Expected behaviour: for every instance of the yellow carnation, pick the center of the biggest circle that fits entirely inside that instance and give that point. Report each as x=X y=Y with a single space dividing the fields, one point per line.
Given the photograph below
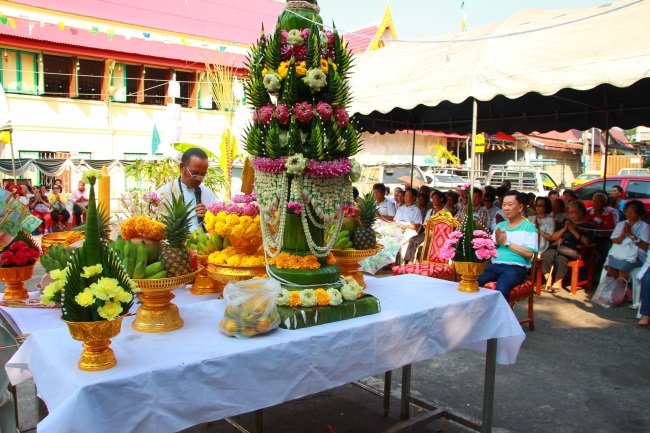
x=91 y=271
x=85 y=298
x=110 y=310
x=123 y=296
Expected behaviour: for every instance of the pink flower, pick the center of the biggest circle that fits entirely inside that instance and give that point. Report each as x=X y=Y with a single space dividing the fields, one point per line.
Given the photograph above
x=295 y=207
x=304 y=112
x=325 y=111
x=300 y=52
x=342 y=118
x=264 y=114
x=282 y=114
x=269 y=165
x=18 y=245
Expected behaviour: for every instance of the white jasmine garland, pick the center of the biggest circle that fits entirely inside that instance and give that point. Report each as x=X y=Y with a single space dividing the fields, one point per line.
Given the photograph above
x=282 y=298
x=335 y=297
x=349 y=292
x=308 y=298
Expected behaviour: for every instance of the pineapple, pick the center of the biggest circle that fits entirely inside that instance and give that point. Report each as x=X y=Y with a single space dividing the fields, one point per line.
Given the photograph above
x=364 y=237
x=174 y=254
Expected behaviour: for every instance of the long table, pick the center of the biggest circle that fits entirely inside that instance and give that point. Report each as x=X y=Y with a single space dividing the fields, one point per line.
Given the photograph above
x=172 y=381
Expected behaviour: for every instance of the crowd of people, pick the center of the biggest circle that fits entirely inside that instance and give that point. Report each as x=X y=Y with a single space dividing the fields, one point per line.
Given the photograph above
x=52 y=204
x=611 y=234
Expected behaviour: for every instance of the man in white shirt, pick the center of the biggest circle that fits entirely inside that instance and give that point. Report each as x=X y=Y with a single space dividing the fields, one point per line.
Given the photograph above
x=385 y=208
x=194 y=168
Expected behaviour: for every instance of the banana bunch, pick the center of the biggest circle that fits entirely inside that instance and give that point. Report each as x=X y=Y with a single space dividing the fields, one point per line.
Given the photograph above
x=203 y=243
x=343 y=242
x=56 y=257
x=140 y=259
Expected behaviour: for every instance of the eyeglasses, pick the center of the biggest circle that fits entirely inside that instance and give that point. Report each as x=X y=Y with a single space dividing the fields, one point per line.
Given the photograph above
x=195 y=176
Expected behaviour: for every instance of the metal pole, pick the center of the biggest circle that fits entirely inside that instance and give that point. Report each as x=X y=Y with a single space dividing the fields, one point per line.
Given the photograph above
x=412 y=158
x=472 y=175
x=606 y=146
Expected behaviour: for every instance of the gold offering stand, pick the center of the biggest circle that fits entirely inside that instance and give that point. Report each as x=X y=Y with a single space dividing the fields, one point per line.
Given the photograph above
x=222 y=274
x=204 y=284
x=60 y=238
x=157 y=313
x=348 y=260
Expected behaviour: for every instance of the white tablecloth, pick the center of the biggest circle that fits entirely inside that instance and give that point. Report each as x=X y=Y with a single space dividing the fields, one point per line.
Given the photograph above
x=30 y=319
x=171 y=381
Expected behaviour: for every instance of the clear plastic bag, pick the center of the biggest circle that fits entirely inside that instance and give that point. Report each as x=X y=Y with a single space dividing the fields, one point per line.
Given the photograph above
x=610 y=292
x=250 y=307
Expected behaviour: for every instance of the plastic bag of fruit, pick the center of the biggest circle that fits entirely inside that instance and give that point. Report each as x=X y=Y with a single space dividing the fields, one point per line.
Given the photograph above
x=250 y=307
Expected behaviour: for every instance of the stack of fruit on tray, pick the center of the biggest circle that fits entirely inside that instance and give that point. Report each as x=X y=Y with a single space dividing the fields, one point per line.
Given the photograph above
x=357 y=239
x=151 y=249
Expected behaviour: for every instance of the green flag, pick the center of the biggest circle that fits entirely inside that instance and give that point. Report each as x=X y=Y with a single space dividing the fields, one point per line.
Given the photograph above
x=155 y=140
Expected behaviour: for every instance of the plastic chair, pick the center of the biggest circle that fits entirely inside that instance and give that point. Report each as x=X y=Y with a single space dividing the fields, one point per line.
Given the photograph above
x=437 y=231
x=524 y=291
x=8 y=408
x=586 y=259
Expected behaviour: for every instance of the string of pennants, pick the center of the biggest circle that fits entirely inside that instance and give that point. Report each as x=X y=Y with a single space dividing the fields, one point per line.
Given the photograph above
x=111 y=33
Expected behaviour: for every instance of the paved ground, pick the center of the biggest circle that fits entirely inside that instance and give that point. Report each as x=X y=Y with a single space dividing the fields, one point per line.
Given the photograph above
x=584 y=369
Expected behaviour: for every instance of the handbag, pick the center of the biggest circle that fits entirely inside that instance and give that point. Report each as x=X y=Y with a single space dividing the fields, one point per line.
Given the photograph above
x=568 y=252
x=626 y=250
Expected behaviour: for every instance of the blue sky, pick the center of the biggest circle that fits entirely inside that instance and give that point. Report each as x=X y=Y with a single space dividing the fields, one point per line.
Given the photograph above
x=422 y=18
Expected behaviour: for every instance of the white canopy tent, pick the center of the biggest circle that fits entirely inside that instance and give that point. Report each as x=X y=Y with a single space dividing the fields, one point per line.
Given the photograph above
x=538 y=70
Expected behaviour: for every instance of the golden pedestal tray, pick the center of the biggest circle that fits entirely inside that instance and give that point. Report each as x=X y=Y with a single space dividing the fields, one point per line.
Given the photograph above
x=204 y=284
x=157 y=313
x=348 y=261
x=222 y=274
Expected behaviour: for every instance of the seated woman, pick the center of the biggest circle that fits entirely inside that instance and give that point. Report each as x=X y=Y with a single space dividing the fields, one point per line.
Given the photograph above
x=408 y=218
x=575 y=236
x=633 y=232
x=59 y=208
x=543 y=221
x=40 y=208
x=644 y=277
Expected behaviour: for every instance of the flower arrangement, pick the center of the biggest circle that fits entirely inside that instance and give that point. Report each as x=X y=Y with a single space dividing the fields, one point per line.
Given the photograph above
x=349 y=291
x=290 y=261
x=483 y=247
x=230 y=257
x=19 y=253
x=142 y=227
x=94 y=286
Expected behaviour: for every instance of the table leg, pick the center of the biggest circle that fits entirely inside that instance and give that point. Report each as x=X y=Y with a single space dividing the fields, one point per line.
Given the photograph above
x=388 y=377
x=405 y=409
x=259 y=421
x=488 y=386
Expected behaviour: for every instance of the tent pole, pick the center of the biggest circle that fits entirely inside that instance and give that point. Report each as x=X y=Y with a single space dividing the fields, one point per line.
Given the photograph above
x=473 y=158
x=606 y=145
x=413 y=158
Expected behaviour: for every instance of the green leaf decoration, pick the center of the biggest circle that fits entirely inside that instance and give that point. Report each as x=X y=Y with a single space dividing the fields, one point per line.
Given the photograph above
x=256 y=93
x=273 y=56
x=313 y=48
x=295 y=139
x=316 y=140
x=272 y=143
x=290 y=87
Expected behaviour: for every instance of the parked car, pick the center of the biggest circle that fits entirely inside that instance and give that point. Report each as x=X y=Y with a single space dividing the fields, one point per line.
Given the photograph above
x=391 y=175
x=633 y=171
x=635 y=187
x=586 y=177
x=523 y=178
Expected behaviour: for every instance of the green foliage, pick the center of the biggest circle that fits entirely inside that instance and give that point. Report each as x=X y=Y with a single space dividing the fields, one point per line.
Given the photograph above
x=272 y=55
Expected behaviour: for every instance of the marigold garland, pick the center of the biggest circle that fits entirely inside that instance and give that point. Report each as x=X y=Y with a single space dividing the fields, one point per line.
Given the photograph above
x=142 y=226
x=290 y=261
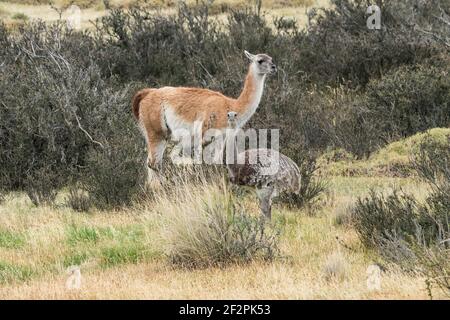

------------------------------------------------------------

Work required:
The answer must consist of every line from the records above that holds "flower".

Your solution:
Expected behaviour: for every instance of the pink flower, pick the center of the biggest circle that fits entirely inside that instance and give that point. Report each as x=X y=Y with a single space dividing the fields, one point per line.
Expected behaviour: for every instance of the flower arrangement, pick the center of the biggest circle that fits entirely inside that instance and give that point. Report each as x=X y=Y with a single space dividing the fields, one point per line.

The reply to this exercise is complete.